Task to complete: A verbatim reproduction of the lines below, from the line containing "One pin per instance of the swimmer's outstretched" through the line containing "One pin per instance of the swimmer's hand, set", both ends included, is the whole required output.

Source records:
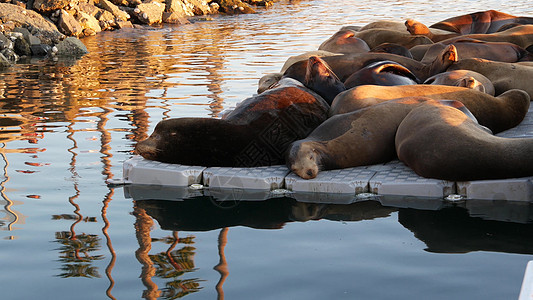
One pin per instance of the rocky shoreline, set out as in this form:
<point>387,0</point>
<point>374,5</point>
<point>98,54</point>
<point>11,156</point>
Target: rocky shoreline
<point>43,28</point>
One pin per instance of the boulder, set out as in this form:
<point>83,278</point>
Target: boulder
<point>38,26</point>
<point>112,8</point>
<point>71,46</point>
<point>68,25</point>
<point>4,62</point>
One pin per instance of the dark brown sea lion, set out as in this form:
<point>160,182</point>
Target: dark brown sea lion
<point>437,141</point>
<point>256,133</point>
<point>497,113</point>
<point>382,73</point>
<point>362,137</point>
<point>464,78</point>
<point>504,76</point>
<point>392,49</point>
<point>416,28</point>
<point>480,22</point>
<point>470,48</point>
<point>344,41</point>
<point>345,65</point>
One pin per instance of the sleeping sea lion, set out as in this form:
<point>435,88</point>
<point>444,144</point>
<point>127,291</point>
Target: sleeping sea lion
<point>416,28</point>
<point>359,138</point>
<point>470,48</point>
<point>256,133</point>
<point>438,141</point>
<point>480,22</point>
<point>382,73</point>
<point>504,76</point>
<point>464,78</point>
<point>497,113</point>
<point>345,65</point>
<point>344,41</point>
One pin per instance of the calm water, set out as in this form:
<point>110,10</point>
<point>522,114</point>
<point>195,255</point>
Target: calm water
<point>67,126</point>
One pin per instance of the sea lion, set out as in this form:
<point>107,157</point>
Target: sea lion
<point>362,137</point>
<point>416,28</point>
<point>480,22</point>
<point>320,78</point>
<point>375,37</point>
<point>344,41</point>
<point>256,133</point>
<point>520,35</point>
<point>382,73</point>
<point>345,65</point>
<point>464,78</point>
<point>470,48</point>
<point>438,141</point>
<point>392,49</point>
<point>497,113</point>
<point>504,76</point>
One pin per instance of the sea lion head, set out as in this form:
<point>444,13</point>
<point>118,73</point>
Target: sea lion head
<point>320,78</point>
<point>304,159</point>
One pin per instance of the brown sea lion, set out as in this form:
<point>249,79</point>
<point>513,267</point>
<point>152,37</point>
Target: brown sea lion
<point>416,28</point>
<point>438,141</point>
<point>256,133</point>
<point>470,48</point>
<point>345,65</point>
<point>392,49</point>
<point>496,113</point>
<point>344,41</point>
<point>382,73</point>
<point>480,22</point>
<point>464,78</point>
<point>504,76</point>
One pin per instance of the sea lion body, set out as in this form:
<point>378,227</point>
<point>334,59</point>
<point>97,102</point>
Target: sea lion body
<point>497,113</point>
<point>345,65</point>
<point>382,73</point>
<point>464,78</point>
<point>256,133</point>
<point>362,137</point>
<point>438,141</point>
<point>344,41</point>
<point>504,76</point>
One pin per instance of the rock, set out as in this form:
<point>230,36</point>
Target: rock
<point>46,6</point>
<point>68,25</point>
<point>235,7</point>
<point>178,7</point>
<point>124,24</point>
<point>45,30</point>
<point>4,62</point>
<point>149,13</point>
<point>174,18</point>
<point>112,8</point>
<point>71,46</point>
<point>10,55</point>
<point>88,23</point>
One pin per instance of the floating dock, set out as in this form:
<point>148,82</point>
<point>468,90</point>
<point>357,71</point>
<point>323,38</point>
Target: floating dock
<point>344,185</point>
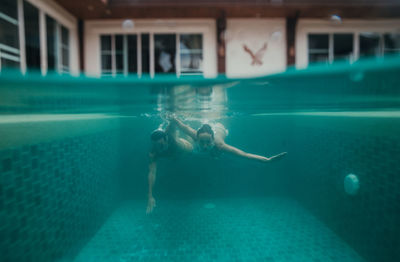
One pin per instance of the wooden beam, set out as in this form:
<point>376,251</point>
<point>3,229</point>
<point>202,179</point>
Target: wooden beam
<point>291,23</point>
<point>221,47</point>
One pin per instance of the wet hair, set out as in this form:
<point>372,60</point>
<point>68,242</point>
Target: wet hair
<point>157,135</point>
<point>206,128</point>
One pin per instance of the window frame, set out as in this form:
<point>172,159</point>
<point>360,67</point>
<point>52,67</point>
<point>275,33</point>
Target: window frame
<point>331,45</point>
<point>356,26</point>
<point>63,20</point>
<point>138,35</point>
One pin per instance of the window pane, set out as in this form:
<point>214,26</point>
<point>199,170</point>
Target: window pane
<point>343,46</point>
<point>5,63</point>
<point>32,43</point>
<point>318,48</point>
<point>164,53</point>
<point>369,44</point>
<point>119,43</point>
<point>9,8</point>
<point>119,63</point>
<point>105,43</point>
<point>145,53</point>
<point>191,53</point>
<point>64,36</point>
<point>9,34</point>
<point>65,48</point>
<point>65,59</point>
<point>51,43</point>
<point>132,53</point>
<point>106,62</point>
<point>106,58</point>
<point>392,43</point>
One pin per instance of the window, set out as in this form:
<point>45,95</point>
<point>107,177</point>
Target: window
<point>130,54</point>
<point>164,53</point>
<point>9,39</point>
<point>318,48</point>
<point>118,54</point>
<point>191,53</point>
<point>330,47</point>
<point>370,44</point>
<point>57,46</point>
<point>32,41</point>
<point>342,46</point>
<point>52,46</point>
<point>392,43</point>
<point>145,53</point>
<point>64,50</point>
<point>57,38</point>
<point>378,44</point>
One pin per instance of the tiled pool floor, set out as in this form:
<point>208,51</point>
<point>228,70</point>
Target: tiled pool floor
<point>246,229</point>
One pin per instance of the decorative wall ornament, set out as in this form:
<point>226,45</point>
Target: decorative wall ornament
<point>257,57</point>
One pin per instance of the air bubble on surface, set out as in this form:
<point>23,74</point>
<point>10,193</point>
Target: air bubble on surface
<point>351,184</point>
<point>209,205</point>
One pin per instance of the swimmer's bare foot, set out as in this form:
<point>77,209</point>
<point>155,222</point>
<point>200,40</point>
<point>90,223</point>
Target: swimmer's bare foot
<point>151,204</point>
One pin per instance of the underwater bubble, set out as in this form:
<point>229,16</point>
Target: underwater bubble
<point>209,205</point>
<point>128,24</point>
<point>357,76</point>
<point>351,184</point>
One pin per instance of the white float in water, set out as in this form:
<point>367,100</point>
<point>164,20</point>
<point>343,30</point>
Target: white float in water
<point>351,184</point>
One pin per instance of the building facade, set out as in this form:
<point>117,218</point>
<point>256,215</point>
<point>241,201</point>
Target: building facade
<point>154,37</point>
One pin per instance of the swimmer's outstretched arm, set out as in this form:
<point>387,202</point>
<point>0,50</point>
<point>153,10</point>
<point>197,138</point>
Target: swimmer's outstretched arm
<point>185,128</point>
<point>151,203</point>
<point>236,151</point>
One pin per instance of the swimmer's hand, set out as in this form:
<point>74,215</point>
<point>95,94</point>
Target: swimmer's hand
<point>275,157</point>
<point>170,117</point>
<point>151,204</point>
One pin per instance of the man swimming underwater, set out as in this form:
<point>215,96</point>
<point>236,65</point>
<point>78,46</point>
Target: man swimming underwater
<point>212,140</point>
<point>164,144</point>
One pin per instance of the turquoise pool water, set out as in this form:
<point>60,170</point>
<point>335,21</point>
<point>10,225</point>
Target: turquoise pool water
<point>74,164</point>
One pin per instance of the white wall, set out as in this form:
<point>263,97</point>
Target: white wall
<point>254,33</point>
<point>54,10</point>
<point>94,28</point>
<point>306,26</point>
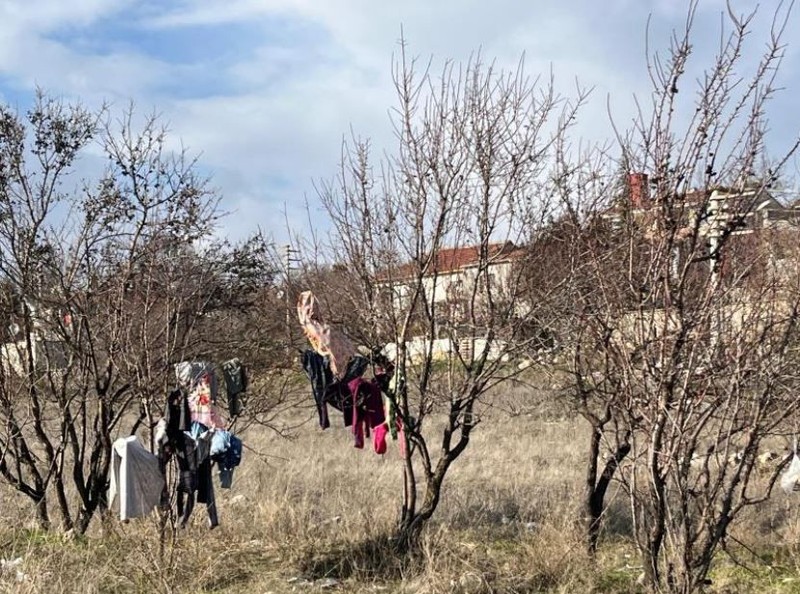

Task solution:
One pin per instance of the swimmer's outstretched arm, set out as in this form:
<point>387,202</point>
<point>0,50</point>
<point>153,10</point>
<point>197,138</point>
Target: swimmer's outstretched arm
<point>185,128</point>
<point>151,203</point>
<point>236,151</point>
One pin per instance of the swimmer's hand, set out as in this form:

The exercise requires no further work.